# [What the task asks]
Pull out every line in the records below that contains the word "cloud", and copy each such line without changes.

══════════

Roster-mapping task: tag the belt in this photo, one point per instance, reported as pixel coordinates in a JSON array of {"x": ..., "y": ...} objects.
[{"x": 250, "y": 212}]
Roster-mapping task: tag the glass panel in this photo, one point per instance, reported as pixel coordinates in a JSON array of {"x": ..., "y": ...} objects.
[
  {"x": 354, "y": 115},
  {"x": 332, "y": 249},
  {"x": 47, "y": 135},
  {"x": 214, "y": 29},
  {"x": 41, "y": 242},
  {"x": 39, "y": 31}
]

══════════

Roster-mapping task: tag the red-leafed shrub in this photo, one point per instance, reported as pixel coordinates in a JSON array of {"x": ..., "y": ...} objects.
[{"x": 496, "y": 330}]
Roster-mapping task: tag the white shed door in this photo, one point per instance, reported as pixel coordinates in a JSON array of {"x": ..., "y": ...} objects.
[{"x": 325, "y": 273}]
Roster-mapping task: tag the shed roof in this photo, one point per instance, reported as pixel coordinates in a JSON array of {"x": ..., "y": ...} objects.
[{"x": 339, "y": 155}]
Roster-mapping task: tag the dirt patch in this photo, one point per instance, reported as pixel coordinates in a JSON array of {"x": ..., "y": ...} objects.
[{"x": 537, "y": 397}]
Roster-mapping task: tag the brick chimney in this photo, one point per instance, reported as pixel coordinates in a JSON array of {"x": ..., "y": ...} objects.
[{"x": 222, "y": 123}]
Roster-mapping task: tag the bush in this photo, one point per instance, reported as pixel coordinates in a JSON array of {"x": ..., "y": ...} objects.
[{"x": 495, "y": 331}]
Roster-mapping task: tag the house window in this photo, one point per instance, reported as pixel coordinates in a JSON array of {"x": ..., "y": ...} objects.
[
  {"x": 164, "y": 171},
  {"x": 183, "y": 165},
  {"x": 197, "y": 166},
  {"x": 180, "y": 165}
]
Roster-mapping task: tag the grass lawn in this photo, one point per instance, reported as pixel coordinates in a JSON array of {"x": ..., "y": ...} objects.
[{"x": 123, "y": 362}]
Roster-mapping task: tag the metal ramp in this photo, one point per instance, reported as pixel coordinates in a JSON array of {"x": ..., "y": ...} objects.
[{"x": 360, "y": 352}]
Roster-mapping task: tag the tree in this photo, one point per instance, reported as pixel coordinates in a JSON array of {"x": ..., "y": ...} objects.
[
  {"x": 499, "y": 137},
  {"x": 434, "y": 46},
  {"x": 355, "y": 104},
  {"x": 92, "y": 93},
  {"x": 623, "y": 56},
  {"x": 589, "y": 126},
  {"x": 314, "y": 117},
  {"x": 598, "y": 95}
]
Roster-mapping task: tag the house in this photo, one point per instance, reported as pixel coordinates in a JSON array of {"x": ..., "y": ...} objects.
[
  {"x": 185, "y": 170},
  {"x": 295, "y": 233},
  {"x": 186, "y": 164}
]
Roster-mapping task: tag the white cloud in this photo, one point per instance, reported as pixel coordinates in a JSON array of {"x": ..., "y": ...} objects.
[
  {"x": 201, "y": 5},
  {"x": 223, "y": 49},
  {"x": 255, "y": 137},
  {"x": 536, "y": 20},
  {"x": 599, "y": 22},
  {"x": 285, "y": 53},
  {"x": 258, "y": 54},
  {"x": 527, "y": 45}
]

══════════

# [Task solution]
Roster-mapping task: tag the white cloud in this photo, one point per instance, reported as pixel coordinates in a JSON array of {"x": ..., "y": ...} objects.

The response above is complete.